- _Work required_: Retype each entry. Leave every word as it is.

- _Saved data entries_:
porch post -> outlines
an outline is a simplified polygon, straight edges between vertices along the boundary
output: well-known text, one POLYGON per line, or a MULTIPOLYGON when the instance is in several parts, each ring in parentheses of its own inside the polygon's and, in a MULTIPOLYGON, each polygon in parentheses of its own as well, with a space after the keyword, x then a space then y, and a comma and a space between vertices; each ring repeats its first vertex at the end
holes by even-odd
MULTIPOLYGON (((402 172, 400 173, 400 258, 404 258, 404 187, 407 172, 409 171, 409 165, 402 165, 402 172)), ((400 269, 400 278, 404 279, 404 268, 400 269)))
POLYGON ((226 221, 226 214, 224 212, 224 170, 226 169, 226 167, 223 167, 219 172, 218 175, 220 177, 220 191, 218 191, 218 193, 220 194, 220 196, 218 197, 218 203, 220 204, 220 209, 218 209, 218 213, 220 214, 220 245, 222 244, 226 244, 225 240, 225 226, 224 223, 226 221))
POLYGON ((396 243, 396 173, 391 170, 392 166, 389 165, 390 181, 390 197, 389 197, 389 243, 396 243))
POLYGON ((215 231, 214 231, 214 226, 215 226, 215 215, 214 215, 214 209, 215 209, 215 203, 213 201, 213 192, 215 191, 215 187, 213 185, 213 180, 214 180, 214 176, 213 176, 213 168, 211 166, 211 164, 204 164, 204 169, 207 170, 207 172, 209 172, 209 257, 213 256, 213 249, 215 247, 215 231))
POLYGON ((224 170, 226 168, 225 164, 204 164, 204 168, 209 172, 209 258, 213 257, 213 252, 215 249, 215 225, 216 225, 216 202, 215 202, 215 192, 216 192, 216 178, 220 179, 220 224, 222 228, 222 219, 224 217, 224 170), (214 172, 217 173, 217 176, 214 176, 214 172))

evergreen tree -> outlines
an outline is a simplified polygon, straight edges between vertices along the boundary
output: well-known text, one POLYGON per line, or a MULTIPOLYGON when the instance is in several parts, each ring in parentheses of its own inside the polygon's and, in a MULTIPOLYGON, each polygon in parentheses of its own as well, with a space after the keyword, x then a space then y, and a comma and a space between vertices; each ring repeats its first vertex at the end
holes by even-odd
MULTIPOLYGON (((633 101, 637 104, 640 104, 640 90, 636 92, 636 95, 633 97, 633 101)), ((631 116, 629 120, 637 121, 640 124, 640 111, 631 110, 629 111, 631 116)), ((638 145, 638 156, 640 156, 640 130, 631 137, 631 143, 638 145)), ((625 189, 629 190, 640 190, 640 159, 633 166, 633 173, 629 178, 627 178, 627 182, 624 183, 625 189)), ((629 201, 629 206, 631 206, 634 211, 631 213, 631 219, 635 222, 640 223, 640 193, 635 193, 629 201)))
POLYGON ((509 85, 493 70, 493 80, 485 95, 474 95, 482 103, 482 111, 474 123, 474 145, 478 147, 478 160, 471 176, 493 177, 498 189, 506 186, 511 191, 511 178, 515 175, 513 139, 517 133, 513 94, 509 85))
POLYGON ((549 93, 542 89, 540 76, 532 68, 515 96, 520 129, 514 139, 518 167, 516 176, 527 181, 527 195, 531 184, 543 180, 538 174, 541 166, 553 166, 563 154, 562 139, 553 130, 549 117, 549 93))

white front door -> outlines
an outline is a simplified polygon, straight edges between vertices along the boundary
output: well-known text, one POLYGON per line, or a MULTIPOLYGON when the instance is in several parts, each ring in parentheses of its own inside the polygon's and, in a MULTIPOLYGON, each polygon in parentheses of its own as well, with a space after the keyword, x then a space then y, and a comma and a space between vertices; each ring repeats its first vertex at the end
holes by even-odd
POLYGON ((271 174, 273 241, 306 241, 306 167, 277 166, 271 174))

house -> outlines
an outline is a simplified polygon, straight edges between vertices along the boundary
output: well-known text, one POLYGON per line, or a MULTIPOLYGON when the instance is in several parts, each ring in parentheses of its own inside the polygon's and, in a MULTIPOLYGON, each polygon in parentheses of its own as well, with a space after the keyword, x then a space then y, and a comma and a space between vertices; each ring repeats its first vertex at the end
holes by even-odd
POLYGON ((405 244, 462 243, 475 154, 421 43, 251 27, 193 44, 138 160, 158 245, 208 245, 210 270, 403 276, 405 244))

- _Result of the task_:
porch post -> outlines
an outline is a simplified polygon, straight edges between vertices along the boundary
output: well-known text, one POLYGON per line, or a MULTIPOLYGON when the instance is in several parts, each ring in parentheses of its own inside the polygon's and, in a MULTIPOLYGON, each polygon in parentheses of its own as well, with a space after the keyword, x then a space then y, and a comma and a space between vertices; each ring repeats its first vertex at the end
holes by even-odd
MULTIPOLYGON (((402 172, 400 173, 400 258, 404 258, 404 187, 407 172, 409 171, 409 165, 402 165, 402 172)), ((400 269, 400 278, 404 279, 404 268, 400 269)))
POLYGON ((226 221, 226 214, 224 212, 224 170, 226 169, 226 167, 223 167, 219 172, 218 175, 220 177, 220 191, 218 191, 218 193, 220 194, 220 196, 218 197, 218 203, 220 204, 220 209, 218 209, 218 213, 220 214, 220 245, 222 244, 226 244, 225 240, 225 226, 224 223, 226 221))
POLYGON ((396 243, 396 173, 391 170, 392 166, 389 165, 390 181, 390 197, 389 197, 389 243, 396 243))
POLYGON ((215 231, 214 231, 214 226, 215 226, 215 215, 214 215, 214 209, 215 209, 215 203, 213 201, 213 192, 215 191, 215 187, 213 185, 213 180, 214 180, 214 176, 213 176, 213 168, 211 166, 211 164, 204 164, 204 169, 207 170, 207 172, 209 172, 209 257, 213 256, 213 249, 215 247, 215 231))
POLYGON ((224 170, 226 168, 225 164, 204 164, 204 168, 209 172, 209 258, 213 257, 213 252, 215 249, 215 225, 216 225, 216 202, 215 202, 215 192, 216 192, 216 178, 220 179, 220 224, 222 228, 222 219, 224 217, 224 170), (214 172, 217 173, 217 176, 214 176, 214 172))

evergreen tree -> outlines
an outline is a simplified polygon, straight edges between vertices along the boundary
output: well-known text, one POLYGON per line, or a MULTIPOLYGON when the instance is in several parts, each ring in parentheses of its own inside the polygon's and, in a MULTIPOLYGON, each polygon in parentheses of its own as well, with a space after the keyword, x then a space then y, and a comma and a space between vertices; each ring repeats its first vertex at the end
holes by even-odd
MULTIPOLYGON (((633 101, 637 104, 640 104, 640 90, 636 92, 636 95, 633 97, 633 101)), ((631 116, 629 120, 637 121, 640 124, 640 111, 631 110, 629 111, 631 116)), ((638 145, 638 156, 640 156, 640 130, 631 137, 631 143, 638 145)), ((625 189, 629 190, 640 190, 640 159, 633 166, 633 173, 629 178, 627 178, 627 182, 624 183, 625 189)), ((629 201, 629 206, 631 206, 634 211, 631 213, 631 219, 635 222, 640 223, 640 193, 635 193, 629 201)))
POLYGON ((509 85, 493 70, 493 80, 485 95, 474 95, 482 103, 482 111, 474 123, 474 145, 478 147, 478 160, 471 176, 493 177, 498 189, 506 186, 511 191, 511 178, 515 175, 513 139, 517 133, 513 94, 509 85))
POLYGON ((549 93, 542 89, 540 76, 532 68, 515 96, 520 129, 514 139, 518 167, 516 176, 527 181, 527 195, 531 184, 543 180, 538 174, 541 166, 553 166, 563 154, 562 139, 553 130, 549 117, 549 93))

white front door -> outlines
an outline is a simplified polygon, straight edges between vertices along the boundary
output: well-known text, one POLYGON per line, or a MULTIPOLYGON when the instance is in several parts, each ring in parentheses of its own inside the polygon's and, in a MULTIPOLYGON, each polygon in parentheses of its own as well, with a space after the keyword, x then a space then y, and a comma and a space between vertices; each ring repeats its first vertex at the end
holes by even-odd
POLYGON ((271 174, 273 241, 306 241, 306 167, 277 166, 271 174))

house -> outlines
an outline is a simplified polygon, straight edges between vertices along the boundary
output: well-known text, one POLYGON per line, or a MULTIPOLYGON when the instance is in several parts, each ring in parentheses of its own inside the polygon's and, in a MULTIPOLYGON, each polygon in parentheses of its own as well, with a space after the keyword, x then a space then y, and a comma and a space between vertices; each ring repeats its first vertex at the end
holes by even-odd
POLYGON ((405 244, 462 243, 475 154, 421 43, 251 27, 193 44, 138 160, 158 245, 208 245, 210 270, 403 276, 405 244))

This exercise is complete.